Datos proporcionados:

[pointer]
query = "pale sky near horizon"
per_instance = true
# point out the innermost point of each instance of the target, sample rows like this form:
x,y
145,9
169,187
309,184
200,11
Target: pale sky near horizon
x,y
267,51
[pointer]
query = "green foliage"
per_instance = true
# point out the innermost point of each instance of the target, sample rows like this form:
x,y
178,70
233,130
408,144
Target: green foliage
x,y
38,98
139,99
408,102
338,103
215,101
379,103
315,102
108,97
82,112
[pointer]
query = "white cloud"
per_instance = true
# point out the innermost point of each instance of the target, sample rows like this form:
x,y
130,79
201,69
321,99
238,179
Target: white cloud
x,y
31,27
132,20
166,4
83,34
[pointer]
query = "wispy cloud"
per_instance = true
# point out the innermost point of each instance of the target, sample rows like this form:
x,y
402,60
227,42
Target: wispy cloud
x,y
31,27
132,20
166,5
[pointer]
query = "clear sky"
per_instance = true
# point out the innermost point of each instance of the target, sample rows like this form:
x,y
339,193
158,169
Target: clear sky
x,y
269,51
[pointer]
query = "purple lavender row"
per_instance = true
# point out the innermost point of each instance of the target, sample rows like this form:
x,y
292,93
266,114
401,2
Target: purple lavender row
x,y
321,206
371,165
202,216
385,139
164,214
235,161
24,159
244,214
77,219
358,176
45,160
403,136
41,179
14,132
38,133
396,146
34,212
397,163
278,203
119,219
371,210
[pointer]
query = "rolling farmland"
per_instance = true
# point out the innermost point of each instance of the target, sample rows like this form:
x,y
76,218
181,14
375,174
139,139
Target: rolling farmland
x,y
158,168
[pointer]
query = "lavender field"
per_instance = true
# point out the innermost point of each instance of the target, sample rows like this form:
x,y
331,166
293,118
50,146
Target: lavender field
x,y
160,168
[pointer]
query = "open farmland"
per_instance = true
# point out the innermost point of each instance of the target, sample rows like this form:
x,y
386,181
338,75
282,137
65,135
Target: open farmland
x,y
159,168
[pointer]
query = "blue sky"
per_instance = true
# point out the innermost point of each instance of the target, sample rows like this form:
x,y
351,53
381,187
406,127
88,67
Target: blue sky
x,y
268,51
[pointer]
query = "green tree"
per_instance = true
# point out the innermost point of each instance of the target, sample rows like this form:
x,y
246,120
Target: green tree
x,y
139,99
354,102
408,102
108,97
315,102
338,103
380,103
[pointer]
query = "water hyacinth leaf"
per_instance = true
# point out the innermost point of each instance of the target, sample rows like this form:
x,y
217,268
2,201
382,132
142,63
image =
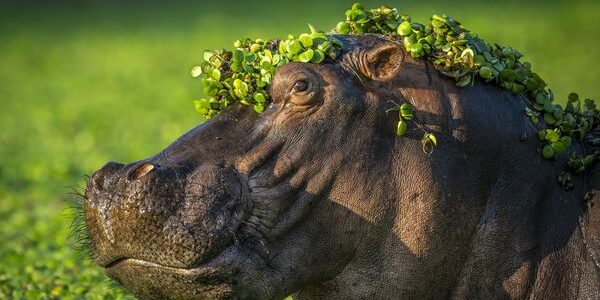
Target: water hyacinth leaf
x,y
406,111
259,108
486,72
306,56
259,98
306,40
401,128
294,47
207,55
318,56
548,152
196,71
342,28
552,136
216,74
255,48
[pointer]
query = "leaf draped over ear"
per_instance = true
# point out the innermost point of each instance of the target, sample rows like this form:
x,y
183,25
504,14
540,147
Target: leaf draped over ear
x,y
384,61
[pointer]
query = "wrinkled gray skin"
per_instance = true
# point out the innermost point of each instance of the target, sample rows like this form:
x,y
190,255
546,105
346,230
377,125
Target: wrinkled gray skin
x,y
318,197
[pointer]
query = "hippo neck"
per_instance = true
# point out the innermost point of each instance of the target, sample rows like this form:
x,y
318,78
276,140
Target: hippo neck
x,y
518,251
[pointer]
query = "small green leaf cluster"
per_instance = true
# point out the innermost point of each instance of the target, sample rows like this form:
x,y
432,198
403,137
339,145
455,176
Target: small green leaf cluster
x,y
405,114
382,20
245,73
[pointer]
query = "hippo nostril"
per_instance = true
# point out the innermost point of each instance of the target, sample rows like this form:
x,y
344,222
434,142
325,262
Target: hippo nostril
x,y
140,170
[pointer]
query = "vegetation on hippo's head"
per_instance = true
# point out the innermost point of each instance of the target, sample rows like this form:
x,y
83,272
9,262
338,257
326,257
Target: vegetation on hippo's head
x,y
244,73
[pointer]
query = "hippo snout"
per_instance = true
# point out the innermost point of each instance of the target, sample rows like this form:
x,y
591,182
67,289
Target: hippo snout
x,y
172,216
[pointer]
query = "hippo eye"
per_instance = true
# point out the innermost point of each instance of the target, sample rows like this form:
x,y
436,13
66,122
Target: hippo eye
x,y
300,86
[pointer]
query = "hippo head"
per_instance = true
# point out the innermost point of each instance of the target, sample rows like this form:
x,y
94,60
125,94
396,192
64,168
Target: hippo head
x,y
249,206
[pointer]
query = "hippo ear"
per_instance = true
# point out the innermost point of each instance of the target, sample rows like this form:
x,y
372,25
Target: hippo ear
x,y
384,61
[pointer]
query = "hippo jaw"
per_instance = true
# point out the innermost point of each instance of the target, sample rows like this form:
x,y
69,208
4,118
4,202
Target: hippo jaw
x,y
155,229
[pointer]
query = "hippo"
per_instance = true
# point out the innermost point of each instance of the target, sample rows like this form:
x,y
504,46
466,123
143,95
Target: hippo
x,y
318,198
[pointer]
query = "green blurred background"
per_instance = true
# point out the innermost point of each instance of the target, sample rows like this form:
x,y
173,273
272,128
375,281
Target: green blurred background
x,y
85,82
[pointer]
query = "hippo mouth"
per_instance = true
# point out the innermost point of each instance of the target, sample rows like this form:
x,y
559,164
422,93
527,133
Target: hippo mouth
x,y
223,260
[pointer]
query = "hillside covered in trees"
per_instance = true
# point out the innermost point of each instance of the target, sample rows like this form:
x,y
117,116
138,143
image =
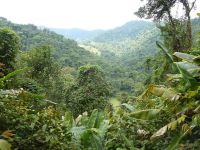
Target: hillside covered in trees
x,y
132,87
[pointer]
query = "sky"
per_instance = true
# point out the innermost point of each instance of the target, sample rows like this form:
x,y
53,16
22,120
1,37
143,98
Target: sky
x,y
84,14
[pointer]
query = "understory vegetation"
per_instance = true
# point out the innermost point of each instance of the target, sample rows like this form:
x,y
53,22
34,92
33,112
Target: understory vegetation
x,y
55,95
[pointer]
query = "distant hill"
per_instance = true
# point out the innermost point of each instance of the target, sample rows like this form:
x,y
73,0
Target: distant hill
x,y
128,31
75,33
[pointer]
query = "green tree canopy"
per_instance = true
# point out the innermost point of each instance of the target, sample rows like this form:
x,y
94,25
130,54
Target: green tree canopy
x,y
89,91
9,45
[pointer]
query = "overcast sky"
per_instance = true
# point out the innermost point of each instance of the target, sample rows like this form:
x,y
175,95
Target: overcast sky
x,y
84,14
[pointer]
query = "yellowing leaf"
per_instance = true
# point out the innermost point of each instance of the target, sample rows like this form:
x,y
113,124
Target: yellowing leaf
x,y
169,126
8,137
4,145
8,133
159,132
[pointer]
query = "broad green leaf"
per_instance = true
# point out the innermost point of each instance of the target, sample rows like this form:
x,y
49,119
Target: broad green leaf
x,y
128,143
78,129
14,73
189,79
98,120
131,108
197,110
84,119
159,132
164,92
86,134
4,145
171,125
178,137
62,106
149,114
97,142
184,56
187,66
165,51
103,128
44,127
92,118
196,119
196,60
68,118
174,76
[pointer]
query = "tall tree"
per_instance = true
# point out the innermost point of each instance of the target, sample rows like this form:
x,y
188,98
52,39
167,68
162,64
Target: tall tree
x,y
89,91
9,45
160,10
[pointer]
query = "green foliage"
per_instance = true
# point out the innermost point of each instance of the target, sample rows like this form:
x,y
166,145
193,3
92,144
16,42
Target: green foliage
x,y
90,91
9,46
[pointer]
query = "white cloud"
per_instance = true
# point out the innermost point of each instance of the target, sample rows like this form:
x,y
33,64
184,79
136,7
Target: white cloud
x,y
85,14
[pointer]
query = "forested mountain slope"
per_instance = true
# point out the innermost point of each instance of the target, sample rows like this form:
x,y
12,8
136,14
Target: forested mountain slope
x,y
128,31
75,33
65,51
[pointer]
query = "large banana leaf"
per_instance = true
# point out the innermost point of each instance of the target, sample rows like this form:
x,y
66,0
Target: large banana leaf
x,y
92,119
149,114
131,108
98,119
84,119
97,142
103,128
129,143
78,129
69,118
189,79
178,137
171,125
14,73
4,145
184,56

Lo que se espera:
¿Cuántas líneas del listado contienen la palabra "water"? Da solo el número.

Resultado:
2